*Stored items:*
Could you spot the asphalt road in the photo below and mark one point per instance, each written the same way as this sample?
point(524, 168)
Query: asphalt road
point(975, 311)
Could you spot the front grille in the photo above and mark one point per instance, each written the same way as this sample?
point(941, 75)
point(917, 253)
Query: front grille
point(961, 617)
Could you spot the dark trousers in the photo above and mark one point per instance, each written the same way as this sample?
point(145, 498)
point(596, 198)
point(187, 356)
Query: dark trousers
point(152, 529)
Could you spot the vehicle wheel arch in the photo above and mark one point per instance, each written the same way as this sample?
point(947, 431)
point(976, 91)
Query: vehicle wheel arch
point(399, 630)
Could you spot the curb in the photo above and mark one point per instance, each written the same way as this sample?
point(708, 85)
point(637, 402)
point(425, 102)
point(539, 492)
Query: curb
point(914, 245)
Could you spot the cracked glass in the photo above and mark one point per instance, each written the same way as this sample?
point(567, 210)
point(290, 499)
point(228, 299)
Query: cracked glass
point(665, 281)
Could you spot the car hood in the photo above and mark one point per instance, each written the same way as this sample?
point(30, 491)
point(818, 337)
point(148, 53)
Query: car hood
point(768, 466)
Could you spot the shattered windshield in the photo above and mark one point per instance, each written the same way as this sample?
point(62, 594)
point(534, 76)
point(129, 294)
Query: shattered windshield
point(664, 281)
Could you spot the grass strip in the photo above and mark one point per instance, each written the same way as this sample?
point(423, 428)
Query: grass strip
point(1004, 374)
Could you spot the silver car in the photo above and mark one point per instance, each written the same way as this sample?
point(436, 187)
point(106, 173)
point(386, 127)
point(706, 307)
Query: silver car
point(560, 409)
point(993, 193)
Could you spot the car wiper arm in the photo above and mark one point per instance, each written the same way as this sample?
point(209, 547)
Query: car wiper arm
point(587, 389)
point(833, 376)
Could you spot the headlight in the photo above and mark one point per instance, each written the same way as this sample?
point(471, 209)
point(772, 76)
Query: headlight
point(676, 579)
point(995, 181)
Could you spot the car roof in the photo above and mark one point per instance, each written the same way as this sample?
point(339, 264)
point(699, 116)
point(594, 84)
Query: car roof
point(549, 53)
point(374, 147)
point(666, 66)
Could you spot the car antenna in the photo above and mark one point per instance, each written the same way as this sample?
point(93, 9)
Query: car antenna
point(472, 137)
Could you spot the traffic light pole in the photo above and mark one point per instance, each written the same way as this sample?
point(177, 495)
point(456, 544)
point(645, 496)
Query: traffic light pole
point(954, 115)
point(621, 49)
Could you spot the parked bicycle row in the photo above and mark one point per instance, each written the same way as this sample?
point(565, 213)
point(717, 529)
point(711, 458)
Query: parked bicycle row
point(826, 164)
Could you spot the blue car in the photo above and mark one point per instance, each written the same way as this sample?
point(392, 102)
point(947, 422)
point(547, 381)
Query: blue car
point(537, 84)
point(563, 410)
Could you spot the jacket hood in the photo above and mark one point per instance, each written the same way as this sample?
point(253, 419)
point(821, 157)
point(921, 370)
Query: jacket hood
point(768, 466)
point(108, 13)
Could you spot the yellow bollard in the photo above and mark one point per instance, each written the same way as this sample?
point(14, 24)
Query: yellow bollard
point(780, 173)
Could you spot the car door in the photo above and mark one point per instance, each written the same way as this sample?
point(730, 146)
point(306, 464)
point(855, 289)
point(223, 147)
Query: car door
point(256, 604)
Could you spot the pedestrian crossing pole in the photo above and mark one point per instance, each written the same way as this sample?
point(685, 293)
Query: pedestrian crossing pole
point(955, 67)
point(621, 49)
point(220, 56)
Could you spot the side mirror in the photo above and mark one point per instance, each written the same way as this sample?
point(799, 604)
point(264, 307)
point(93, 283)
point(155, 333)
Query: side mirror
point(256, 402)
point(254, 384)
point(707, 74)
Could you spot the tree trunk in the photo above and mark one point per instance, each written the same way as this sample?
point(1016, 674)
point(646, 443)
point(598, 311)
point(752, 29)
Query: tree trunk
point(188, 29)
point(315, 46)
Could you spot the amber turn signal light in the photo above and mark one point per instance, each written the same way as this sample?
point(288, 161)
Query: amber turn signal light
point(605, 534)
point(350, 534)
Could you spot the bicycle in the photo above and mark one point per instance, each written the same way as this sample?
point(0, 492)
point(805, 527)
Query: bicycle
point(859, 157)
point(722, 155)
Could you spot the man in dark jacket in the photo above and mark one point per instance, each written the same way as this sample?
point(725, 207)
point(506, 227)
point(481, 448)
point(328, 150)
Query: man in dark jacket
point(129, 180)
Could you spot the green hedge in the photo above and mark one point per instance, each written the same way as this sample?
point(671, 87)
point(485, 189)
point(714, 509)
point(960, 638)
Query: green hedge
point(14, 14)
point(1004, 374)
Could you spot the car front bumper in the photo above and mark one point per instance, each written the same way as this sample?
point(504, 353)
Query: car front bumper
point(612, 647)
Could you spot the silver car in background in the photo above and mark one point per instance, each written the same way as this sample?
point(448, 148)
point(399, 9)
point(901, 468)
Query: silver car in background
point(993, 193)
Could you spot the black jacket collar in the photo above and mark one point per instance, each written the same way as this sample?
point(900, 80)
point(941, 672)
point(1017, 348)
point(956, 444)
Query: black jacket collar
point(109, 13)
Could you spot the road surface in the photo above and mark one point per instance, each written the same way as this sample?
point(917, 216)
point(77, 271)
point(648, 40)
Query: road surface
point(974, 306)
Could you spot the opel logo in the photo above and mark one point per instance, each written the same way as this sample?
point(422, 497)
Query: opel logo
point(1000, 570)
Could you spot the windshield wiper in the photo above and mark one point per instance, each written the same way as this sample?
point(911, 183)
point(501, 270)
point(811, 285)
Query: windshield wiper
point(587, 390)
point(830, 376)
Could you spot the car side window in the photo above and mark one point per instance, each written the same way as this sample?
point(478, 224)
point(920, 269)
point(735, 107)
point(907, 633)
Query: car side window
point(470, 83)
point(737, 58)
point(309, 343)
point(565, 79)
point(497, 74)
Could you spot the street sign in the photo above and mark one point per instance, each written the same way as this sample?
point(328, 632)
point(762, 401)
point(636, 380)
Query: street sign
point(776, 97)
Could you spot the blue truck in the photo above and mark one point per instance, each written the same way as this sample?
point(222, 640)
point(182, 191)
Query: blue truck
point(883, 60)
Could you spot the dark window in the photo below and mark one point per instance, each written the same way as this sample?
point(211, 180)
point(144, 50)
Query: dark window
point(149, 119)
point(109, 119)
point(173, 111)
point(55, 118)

*Stated exercise:*
Write out all the records above again, replacing "mark one point per instance" with "place a single point on each instance" everywhere it appears and changing nothing else.

*Exercise answer:*
Could you spot the asphalt road in the photo below and place a single point on each instance, each written the same way as this sample?
point(524, 168)
Query: asphalt road
point(975, 311)
Could you spot the front grille in the photo above and place a single point on each instance, each written the same way as this sample?
point(941, 75)
point(917, 253)
Query: front grille
point(961, 617)
Could you spot the dark trousers in the photo above and place a single point on each instance, each written the same way as this sample?
point(145, 498)
point(596, 198)
point(187, 356)
Query: dark trousers
point(152, 529)
Could you spot the vehicle wheel arch in the photo above and place a single point on each instance, each written the same way as this sample?
point(947, 431)
point(976, 91)
Query: vehicle wheel arch
point(399, 630)
Could you spot the curb in the photo above and place a single point on each instance, each written the same way as this sample?
point(708, 85)
point(637, 402)
point(425, 102)
point(539, 492)
Query: curb
point(914, 245)
Could you spot the cracked glass in the photo above and place a single point on each instance, each written the same way as this sample?
point(567, 210)
point(290, 499)
point(228, 299)
Query: cracked glass
point(665, 281)
Could you spot the car hood in the photo above and place a single point on each instance, each written the same way as this sample?
point(30, 491)
point(818, 337)
point(148, 53)
Query: car hood
point(768, 466)
Could you spot the shattered windshield in the photo above and place a single point on each instance, each written the same way as this sample?
point(62, 594)
point(534, 76)
point(129, 294)
Query: shattered windshield
point(664, 281)
Could you spot the grass strip in the photo above and place a single point on each instance, each written the same way as this sample?
point(423, 428)
Query: grass strip
point(1004, 374)
Could you spot the silver car in the photo above and place a single point on each instance, each written the same way as this sample?
point(436, 187)
point(106, 173)
point(386, 127)
point(706, 307)
Query: silver car
point(560, 409)
point(993, 193)
Could you spot the car wiper arm in the photo above and place a single point on each instance, each written the same way as this sample?
point(209, 547)
Query: car wiper arm
point(587, 389)
point(833, 376)
Could you spot the headlight in the photo above and place a single point on each instance, each written the same way as this sample?
point(471, 209)
point(772, 76)
Query: headlight
point(676, 579)
point(995, 181)
Could you spot the car roof in the photo above and place a single point on each instance, each written the same way as this sample?
point(339, 264)
point(699, 116)
point(594, 84)
Query: car roof
point(549, 53)
point(374, 147)
point(666, 66)
Could you spot the car antenna in the photo above and place a single point on each instance, each written the same way as this sample?
point(93, 9)
Query: car antenna
point(472, 137)
Could you spot the traffic light pole in the photo above and place a single point on each instance, each written the same way as this sample?
point(177, 495)
point(456, 544)
point(645, 496)
Query: traffic light pole
point(954, 115)
point(621, 49)
Could you spot the parked bicycle row in the photo above and place a single point on each instance, each written the same way as this sample?
point(565, 213)
point(717, 529)
point(711, 458)
Query: parked bicycle row
point(826, 164)
Could you spot the blue car in the photo above and place a single point on each instance, each written the same way as this sample?
point(392, 102)
point(947, 422)
point(547, 381)
Query: blue car
point(537, 84)
point(563, 410)
Could you spot the jacket hood in the photo above and place a single point on each instance, each written the same way as this sample?
point(253, 419)
point(821, 157)
point(921, 370)
Query: jacket hood
point(768, 466)
point(108, 13)
Could you spot the yellow bollard in the photo above and place a single point on each instance, each written the same way as this sample?
point(14, 24)
Query: yellow bollard
point(780, 173)
Could you spot the car door in the photo above and place a single point on each instance, each written the same way as this sample?
point(730, 146)
point(306, 464)
point(855, 289)
point(223, 147)
Query: car door
point(256, 604)
Could you spot the pedestrian crossing pole in the photo above and place a single point on each instance, each written the same way as this sample?
point(685, 293)
Query: pedestrian crossing pole
point(955, 67)
point(621, 49)
point(220, 56)
Could you spot the side mirror in the photo above and place a single point on each instance, each written the same way as this sample?
point(799, 604)
point(264, 307)
point(93, 283)
point(155, 333)
Query: side mirror
point(256, 402)
point(254, 384)
point(707, 74)
Could you spot the tree trunk in the photo above and place a single point on each instance, each written the same way as this sample?
point(1016, 674)
point(646, 443)
point(598, 311)
point(752, 29)
Query: tree trunk
point(188, 29)
point(315, 46)
Could you spot the amber turn signal light in the photo above and place a single point on each instance, each written the same way as this sample?
point(288, 161)
Query: amber turn signal light
point(605, 534)
point(350, 534)
Could you spot the bicycle in the photo above and place a single point on each instance, each written the same way as this sample?
point(0, 492)
point(805, 527)
Query: bicycle
point(859, 157)
point(722, 155)
Could you spot the man in dark jacket in the photo above and place a single point on each instance, each written the same way as this sample?
point(725, 207)
point(506, 227)
point(481, 448)
point(328, 150)
Query: man in dark jacket
point(129, 180)
Could you spot the green hedge in the photo above and place a single point on each instance, each written the same way as this sample?
point(671, 87)
point(485, 189)
point(714, 509)
point(960, 638)
Query: green hedge
point(14, 14)
point(1004, 374)
Could you spot the car front bumper in the photo above and place a single point on each instance, each written the same way as this sample?
point(504, 353)
Query: car front bumper
point(612, 647)
Could you spot the silver car in background in the photo above and place a single point on each instance, each written the same way as this sample?
point(448, 148)
point(399, 9)
point(901, 468)
Query: silver car in background
point(993, 193)
Could you spot the black jacket collar in the photo above and place a single point on each instance, each written the same way as this sample?
point(900, 80)
point(941, 672)
point(1017, 348)
point(956, 444)
Query: black jacket collar
point(109, 13)
Could you spot the road surface in the photo above and place a single point on each instance, each written the same way as this sample?
point(917, 216)
point(77, 271)
point(648, 40)
Query: road surface
point(974, 306)
Could you spot the opel logo in the photo above and place a single point on each instance, each written the same way as this sample?
point(422, 497)
Query: opel logo
point(1000, 570)
Could you spot the windshield wiper in the photo above and place a single point on each instance, each written the same way as this sample?
point(911, 183)
point(501, 270)
point(811, 285)
Query: windshield wiper
point(587, 390)
point(830, 376)
Could you spot the car side window in the photo above and place a single point on each instance, each written the same way as this sample?
point(478, 224)
point(920, 269)
point(735, 107)
point(907, 633)
Query: car side window
point(470, 83)
point(737, 58)
point(309, 343)
point(565, 79)
point(497, 74)
Could you spot the street sign in the photo above and place a single point on each instance, each written the same way as this sample?
point(328, 632)
point(762, 401)
point(636, 380)
Query: street sign
point(776, 97)
Could you spot the blue truck in the photo above and place a single point on each instance, each written the same way as this sample?
point(222, 640)
point(182, 191)
Query: blue truck
point(883, 60)
Could you spot the dark window in the photo below and place a single point on each instance, each written the same way as this sample?
point(211, 180)
point(144, 50)
Query: dark window
point(149, 119)
point(109, 119)
point(173, 111)
point(55, 118)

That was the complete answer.